Bounding box annotation entries
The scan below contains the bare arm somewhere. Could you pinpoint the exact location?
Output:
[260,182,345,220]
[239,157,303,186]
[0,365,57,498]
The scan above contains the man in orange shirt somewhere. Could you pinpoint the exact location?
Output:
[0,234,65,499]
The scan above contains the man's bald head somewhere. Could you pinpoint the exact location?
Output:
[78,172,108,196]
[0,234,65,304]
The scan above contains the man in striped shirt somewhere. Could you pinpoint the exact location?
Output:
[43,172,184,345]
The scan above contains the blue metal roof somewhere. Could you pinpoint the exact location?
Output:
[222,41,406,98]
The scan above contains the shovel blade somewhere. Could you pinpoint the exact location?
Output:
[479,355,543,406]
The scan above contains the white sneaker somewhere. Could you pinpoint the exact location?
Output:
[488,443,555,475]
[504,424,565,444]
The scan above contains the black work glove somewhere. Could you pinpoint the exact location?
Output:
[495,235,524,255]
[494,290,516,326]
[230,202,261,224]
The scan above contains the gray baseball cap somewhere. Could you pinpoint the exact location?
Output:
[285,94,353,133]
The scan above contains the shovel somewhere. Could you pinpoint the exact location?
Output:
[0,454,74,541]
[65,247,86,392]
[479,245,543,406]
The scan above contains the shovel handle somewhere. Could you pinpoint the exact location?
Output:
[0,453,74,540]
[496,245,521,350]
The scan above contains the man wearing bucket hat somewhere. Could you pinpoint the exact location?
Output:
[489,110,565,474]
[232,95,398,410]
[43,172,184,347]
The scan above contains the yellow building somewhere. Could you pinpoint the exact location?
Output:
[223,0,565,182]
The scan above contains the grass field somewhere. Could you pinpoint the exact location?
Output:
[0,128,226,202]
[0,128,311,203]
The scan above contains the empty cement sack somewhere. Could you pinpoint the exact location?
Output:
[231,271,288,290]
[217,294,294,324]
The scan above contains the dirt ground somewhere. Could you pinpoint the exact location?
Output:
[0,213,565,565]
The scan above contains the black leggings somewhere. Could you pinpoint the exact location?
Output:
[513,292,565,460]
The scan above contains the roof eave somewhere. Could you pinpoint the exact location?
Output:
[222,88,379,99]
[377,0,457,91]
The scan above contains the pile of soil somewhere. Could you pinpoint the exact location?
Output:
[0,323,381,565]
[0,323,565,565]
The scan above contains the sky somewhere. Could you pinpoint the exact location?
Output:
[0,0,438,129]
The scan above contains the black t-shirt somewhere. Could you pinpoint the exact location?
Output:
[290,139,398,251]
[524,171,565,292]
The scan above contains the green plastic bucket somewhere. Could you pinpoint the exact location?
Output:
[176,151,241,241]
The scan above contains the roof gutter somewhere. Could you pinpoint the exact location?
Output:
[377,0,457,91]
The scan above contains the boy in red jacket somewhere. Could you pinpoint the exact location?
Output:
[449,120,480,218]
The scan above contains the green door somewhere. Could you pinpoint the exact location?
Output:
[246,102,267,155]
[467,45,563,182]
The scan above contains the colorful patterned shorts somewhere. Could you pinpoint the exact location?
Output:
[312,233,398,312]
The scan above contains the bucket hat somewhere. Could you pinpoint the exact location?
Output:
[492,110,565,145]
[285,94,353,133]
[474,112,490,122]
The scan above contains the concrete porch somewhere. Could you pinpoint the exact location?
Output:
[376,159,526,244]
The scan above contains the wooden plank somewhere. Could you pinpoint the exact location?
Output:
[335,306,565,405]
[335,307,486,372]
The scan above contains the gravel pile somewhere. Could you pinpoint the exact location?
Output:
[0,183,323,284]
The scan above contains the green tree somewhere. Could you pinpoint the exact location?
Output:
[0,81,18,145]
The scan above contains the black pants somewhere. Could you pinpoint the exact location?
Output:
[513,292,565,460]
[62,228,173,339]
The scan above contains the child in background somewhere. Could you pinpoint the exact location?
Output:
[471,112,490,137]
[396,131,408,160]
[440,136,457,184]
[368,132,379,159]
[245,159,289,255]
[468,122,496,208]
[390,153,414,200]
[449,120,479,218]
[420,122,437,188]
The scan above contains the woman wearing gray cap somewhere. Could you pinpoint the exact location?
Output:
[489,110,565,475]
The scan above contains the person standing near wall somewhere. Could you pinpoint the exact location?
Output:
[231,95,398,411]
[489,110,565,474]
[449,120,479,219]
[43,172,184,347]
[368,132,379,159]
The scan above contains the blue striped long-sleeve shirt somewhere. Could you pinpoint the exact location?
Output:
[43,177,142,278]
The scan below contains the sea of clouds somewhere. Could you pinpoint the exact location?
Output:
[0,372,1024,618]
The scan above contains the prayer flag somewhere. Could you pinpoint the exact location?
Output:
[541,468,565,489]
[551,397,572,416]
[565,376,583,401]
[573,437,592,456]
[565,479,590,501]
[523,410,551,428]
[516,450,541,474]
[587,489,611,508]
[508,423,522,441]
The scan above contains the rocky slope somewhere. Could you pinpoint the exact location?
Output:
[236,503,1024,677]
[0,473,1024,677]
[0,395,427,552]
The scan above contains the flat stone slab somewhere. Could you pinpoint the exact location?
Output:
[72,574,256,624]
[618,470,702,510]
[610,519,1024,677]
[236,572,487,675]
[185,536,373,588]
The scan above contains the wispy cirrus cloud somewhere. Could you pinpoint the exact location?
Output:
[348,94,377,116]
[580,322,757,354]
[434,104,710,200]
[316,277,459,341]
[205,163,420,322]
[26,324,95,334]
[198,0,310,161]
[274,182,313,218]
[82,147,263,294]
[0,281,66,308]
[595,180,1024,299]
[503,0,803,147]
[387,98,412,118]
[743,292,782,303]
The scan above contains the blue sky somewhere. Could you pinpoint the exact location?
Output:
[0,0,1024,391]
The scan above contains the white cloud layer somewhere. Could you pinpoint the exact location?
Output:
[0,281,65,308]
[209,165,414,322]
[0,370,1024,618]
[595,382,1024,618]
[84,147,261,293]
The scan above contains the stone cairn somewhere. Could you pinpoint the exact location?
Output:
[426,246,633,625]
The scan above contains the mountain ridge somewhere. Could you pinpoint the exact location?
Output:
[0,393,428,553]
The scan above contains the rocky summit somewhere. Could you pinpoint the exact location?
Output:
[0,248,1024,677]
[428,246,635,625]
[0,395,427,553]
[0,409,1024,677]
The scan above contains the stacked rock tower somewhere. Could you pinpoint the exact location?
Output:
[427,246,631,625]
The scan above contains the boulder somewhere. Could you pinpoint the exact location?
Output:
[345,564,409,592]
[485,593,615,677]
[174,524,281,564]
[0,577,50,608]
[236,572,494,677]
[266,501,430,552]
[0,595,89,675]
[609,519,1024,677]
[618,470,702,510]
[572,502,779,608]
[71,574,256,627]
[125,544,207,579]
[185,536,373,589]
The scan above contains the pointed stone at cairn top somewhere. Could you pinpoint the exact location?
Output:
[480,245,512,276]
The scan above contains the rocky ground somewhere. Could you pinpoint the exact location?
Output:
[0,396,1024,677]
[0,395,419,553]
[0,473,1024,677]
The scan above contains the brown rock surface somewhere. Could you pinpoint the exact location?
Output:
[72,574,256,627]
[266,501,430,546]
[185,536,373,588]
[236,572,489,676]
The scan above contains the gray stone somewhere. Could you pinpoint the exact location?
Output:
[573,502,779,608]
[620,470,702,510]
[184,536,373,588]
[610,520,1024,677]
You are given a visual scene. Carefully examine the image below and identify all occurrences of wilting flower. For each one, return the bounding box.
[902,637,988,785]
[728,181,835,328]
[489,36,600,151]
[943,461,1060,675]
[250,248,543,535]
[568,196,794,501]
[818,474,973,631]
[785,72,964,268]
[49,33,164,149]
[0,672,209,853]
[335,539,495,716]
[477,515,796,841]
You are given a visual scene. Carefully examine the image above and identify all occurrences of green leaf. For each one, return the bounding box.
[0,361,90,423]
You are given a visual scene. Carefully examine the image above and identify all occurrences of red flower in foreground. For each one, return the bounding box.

**WORK TO BE COMPLETED**. In the rows that run from the line containing "The scan above contains the colorful" through the line containing "[0,81,18,145]", replace "Output" with "Result" and reproduce those lines with everything else unchanged.

**OUTPUT**.
The scan above contains the colorful patterned shorts somewhere. Could you pinpoint the exact location?
Result:
[312,233,398,312]
The scan above contains the bucket hat somewhere. Could you pinpoint the exact location?
Result:
[492,110,565,145]
[285,94,353,133]
[474,112,490,122]
The scan above contains the concrete porch somewhere. Could you pinpoint the exact location?
Result:
[376,159,526,244]
The scan above contains the wooden plank somewhere. Could you pinpoint the exact location?
Result:
[335,306,565,405]
[335,307,486,372]
The scan above contains the gravel pile somewhere. Could you pinpoint the exact location?
Result:
[0,183,323,284]
The scan above contains the green tree somewhere. Could you pinpoint the exact location?
Result:
[0,81,18,145]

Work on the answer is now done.